__Excerpt provided__.
● ● ● ●
Sunday, December 20, 2009

My Top Ten of 2009 - With Commentary!

So I’ve been reading the various “Top Albums of 2009” lists (Really, Rolling Stone? Really, Pitchfork?), and I've found them interesting (RS=too interested in canon; Pitchfork=too interested in Pitchfork) but I didn't really find a list that reflected my sensibilities with regards to this year in music. As someone who’s completely unqualified to contribute his own list but who has a blog with a readership possibly in the high twenties, I thought I’d contribute my own “Best of.” Those who saw my WXYC Top 20 list will notice some discrepancies in my order/albums on the list, but that’s because now that exams have ended I’ve finally been able to digest and re-assess a bunch of what came out this year.

I picked stuff out on the basis of a highly scientific formula that tries to take into account mostly what I just personally enjoyed, but also just a little bit what everybody else considered "good." Also I'm only doing ten favorites instead of a loftier amount because I'm lazy. I'd love to hear your top whatever, especially if it's better than mine.

Drumroll, please. . .

10. Wale - Attention Deficit
To me, Wale represents the dialectic in modern hip-hop - it tries to synthesize a thesis (mainstream hip-hop has to change) with the antithesis of that (Cameos by Gucci Mane and Bun B, beats that wouldn't sound out of place on a Jay-Z album, a song with Lady Gaga), and the results are pretty fantastic. Wale tries to fuse the mainstream beats with the go-go sensibilities of his Washington, DC hometown, and raps about stuff that matters to him. Still, this album doesn't entirely feel like Wale's own, and sometimes the Interscope-mandated moves halt the album. A promising debut from a guy who's sure to do better next time around.

Check out: "TV In The Radio (Feat. K'Naan)" - The most unlikely jam every to appear on a hip-hop record released by a mainstream label. Produced by Dave Sitek of TV On The Radio (See what Wale did there? It's a pun!).



9. Discovery - LP
I remembered enjoying this to no end this summer. Vampire Weekend's ace in the hole keyboardist Rotsam Batmanglij and Ra Ra Riot lead singer Wes Miles deliver some of the brightest Synth-&-B this side of eternity.

Check Out: "I Want You Back" - A sugary jam in its own right, this Jackson 5 cover gained double poignancy upon the death of the King of Pop.
● ● ● ●
__Stated task A__.
Please reproduce the passage of the blog post from "My Top Ten of" up to and including "out this year.".
__Stated task B__.
According to the blog post, who produced "TV In The Radio (Feat. K'Naan)"?
__Stated task C__.
List every guest artist the blog post says appears on Wale's Attention Deficit.

__Recorded information__.
● ● ● ●
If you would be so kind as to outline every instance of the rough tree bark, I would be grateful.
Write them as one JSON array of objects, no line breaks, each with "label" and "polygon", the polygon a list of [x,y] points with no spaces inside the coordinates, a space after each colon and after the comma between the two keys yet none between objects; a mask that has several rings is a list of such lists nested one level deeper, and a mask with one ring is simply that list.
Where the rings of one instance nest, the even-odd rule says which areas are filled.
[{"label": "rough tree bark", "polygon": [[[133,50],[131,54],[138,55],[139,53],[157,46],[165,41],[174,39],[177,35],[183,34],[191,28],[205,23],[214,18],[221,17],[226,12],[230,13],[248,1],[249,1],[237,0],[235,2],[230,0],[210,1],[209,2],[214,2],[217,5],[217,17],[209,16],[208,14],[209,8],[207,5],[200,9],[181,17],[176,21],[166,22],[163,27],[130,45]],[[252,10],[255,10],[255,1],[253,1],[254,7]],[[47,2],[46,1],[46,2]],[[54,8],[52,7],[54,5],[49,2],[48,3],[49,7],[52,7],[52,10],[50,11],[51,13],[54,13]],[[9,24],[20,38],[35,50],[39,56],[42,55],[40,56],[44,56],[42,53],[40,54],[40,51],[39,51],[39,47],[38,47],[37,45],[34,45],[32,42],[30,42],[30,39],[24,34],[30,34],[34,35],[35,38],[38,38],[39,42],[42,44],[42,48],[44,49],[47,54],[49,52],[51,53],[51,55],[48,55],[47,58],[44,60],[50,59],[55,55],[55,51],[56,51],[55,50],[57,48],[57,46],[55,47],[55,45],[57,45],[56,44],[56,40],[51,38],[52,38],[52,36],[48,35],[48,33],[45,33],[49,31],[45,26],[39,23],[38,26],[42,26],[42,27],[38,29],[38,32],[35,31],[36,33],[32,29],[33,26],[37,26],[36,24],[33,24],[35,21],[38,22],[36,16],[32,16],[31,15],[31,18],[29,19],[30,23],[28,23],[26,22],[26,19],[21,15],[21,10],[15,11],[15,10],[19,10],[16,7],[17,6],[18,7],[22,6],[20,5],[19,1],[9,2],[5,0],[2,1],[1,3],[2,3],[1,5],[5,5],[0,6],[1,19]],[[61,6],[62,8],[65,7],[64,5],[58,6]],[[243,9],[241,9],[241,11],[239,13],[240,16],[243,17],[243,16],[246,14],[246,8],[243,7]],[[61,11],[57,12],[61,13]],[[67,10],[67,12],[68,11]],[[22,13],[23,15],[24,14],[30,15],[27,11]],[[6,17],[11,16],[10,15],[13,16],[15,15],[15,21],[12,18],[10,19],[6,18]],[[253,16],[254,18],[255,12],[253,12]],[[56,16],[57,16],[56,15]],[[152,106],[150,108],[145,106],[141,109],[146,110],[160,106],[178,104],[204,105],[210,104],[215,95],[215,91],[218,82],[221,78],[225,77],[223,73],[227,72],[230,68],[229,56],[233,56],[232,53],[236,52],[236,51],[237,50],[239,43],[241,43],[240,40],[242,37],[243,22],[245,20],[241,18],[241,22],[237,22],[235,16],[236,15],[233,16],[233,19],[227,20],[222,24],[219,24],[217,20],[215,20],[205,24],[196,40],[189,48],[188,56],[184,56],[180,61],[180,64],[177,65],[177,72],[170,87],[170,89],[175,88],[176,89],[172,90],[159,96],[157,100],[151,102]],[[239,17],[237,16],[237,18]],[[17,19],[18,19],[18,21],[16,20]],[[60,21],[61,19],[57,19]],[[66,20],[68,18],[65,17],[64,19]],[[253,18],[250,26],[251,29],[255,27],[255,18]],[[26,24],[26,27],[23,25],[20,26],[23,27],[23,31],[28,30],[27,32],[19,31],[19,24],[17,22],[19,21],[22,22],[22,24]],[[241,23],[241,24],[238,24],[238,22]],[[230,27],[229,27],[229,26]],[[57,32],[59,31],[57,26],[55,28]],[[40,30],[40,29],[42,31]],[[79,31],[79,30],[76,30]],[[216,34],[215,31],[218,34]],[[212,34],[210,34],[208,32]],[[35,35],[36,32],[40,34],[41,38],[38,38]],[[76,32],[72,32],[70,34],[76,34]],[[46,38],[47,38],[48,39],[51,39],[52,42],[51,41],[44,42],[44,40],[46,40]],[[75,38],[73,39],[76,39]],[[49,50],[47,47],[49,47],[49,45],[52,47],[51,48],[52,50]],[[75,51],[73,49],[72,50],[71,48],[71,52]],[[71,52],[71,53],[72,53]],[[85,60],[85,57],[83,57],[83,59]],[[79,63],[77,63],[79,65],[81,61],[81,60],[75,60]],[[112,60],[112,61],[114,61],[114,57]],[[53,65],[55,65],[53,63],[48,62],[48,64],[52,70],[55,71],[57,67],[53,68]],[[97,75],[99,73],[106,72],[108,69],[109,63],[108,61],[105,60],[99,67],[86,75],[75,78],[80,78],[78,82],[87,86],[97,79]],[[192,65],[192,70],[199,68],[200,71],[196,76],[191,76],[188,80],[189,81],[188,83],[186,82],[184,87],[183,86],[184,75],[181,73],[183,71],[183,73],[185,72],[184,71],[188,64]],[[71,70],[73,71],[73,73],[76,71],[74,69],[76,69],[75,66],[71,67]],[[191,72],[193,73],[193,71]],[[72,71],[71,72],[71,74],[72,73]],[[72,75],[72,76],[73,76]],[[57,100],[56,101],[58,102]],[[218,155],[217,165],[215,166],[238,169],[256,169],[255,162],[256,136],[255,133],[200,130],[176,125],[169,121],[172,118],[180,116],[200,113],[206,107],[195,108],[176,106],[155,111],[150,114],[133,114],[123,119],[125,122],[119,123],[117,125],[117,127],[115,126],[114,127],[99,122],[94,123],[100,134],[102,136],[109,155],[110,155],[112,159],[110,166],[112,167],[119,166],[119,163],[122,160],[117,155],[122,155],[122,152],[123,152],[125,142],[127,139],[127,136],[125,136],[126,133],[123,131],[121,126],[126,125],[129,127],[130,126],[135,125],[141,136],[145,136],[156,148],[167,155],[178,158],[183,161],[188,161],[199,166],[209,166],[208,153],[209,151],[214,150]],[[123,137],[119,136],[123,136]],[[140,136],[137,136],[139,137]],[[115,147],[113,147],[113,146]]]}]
● ● ● ●
__Answer A__.
My Top Ten of 2009 - With Commentary!

So I’ve been reading the various “Top Albums of 2009” lists (Really, Rolling Stone? Really, Pitchfork?), and I've found them interesting (RS=too interested in canon; Pitchfork=too interested in Pitchfork) but I didn't really find a list that reflected my sensibilities with regards to this year in music. As someone who’s completely unqualified to contribute his own list but who has a blog with a readership possibly in the high twenties, I thought I’d contribute my own “Best of.” Those who saw my WXYC Top 20 list will notice some discrepancies in my order/albums on the list, but that’s because now that exams have ended I’ve finally been able to digest and re-assess a bunch of what came out this year.

__Answer B__.
Dave Sitek of TV On The Radio.

__Answer C__.
Gucci Mane
Bun B
Lady Gaga
K'Naan